- [EXERCISE TASK] Could you arrange the stretch of records from the line containing "each temple spire" through the line containing "[0,87,150,150]" as a numbered list, both ends included and blank lines omitted?

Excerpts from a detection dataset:
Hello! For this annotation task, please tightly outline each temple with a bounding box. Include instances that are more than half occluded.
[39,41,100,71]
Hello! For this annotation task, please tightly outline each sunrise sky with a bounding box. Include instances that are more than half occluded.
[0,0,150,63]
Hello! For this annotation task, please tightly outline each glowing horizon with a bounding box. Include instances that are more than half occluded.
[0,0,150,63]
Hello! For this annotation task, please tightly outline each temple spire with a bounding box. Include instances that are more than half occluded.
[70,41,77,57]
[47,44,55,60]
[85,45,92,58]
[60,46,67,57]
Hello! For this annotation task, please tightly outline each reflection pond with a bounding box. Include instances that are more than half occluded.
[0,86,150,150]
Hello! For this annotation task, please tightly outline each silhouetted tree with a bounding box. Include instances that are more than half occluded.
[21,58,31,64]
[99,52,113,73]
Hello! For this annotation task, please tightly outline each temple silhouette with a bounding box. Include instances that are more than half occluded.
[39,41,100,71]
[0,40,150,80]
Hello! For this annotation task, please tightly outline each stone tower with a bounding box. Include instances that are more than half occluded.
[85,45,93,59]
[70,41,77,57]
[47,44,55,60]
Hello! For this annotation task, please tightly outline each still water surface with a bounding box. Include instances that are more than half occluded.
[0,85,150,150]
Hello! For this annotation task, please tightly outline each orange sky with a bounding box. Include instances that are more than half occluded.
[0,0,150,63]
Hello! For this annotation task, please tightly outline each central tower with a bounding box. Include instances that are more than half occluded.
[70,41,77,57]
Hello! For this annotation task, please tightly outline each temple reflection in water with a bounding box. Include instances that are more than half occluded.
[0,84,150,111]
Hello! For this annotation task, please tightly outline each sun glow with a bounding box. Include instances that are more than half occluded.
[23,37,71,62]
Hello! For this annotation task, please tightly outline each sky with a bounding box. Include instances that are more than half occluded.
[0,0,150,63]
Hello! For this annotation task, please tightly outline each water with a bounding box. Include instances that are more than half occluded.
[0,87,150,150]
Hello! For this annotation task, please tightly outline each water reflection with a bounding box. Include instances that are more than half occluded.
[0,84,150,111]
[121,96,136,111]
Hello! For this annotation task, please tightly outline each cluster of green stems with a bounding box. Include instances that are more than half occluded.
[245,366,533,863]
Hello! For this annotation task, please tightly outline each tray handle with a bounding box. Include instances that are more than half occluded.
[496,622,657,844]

- [CORRECT RESULT]
1. Hello! For this annotation task, please tightly outline each temple spire with a bounding box. Include instances that are more than half occluded.
2. [70,41,77,57]
3. [47,44,55,60]
4. [85,45,92,58]
5. [60,46,67,57]
6. Hello! For this annotation task, please tightly outline each reflection pond with a bounding box. Include instances that are more than half occluded.
7. [0,86,150,150]
8. Hello! For this annotation task, please tightly outline each silhouetted tree with a bounding box. Include instances that are more than half occluded.
9. [21,58,31,64]
10. [99,52,113,73]
11. Hello! For this annotation task, please tightly outline each temple silhouette with a bounding box. Include instances that are more than half occluded.
12. [39,41,100,71]
13. [0,40,150,80]
14. Hello! For this annotation task, please tightly outline each stone tower with a bounding box. Include instances that are more than half occluded.
15. [85,45,93,59]
16. [70,41,77,57]
17. [47,44,55,60]
18. Hello! For this annotation task, please tightly outline each still water surface with a bounding box. Include instances that are more than half occluded.
19. [0,85,150,150]
20. Hello! For this annotation task, please tightly outline each orange sky with a bounding box. Include instances that are more than half occluded.
21. [0,0,150,63]
22. Hello! For this annotation task, please tightly outline each central tower with a bounding box. Include instances that are more than half occluded.
23. [70,41,77,57]
24. Hello! For this annotation task, please tightly outline each temple reflection in water with a bounding box. Include instances that are more than half occluded.
25. [0,84,150,111]
26. Hello! For this annotation task, please tightly outline each sun glow with a bounding box. Include instances that are more than half occluded.
27. [23,37,71,62]
28. Hello! For this annotation task, please tightly outline each sky with a bounding box. Include instances that are more than half occluded.
29. [0,0,150,63]
30. Hello! For this annotation task, please tightly outline each water with a bounding box. Include instances that are more than half occluded.
31. [0,87,150,150]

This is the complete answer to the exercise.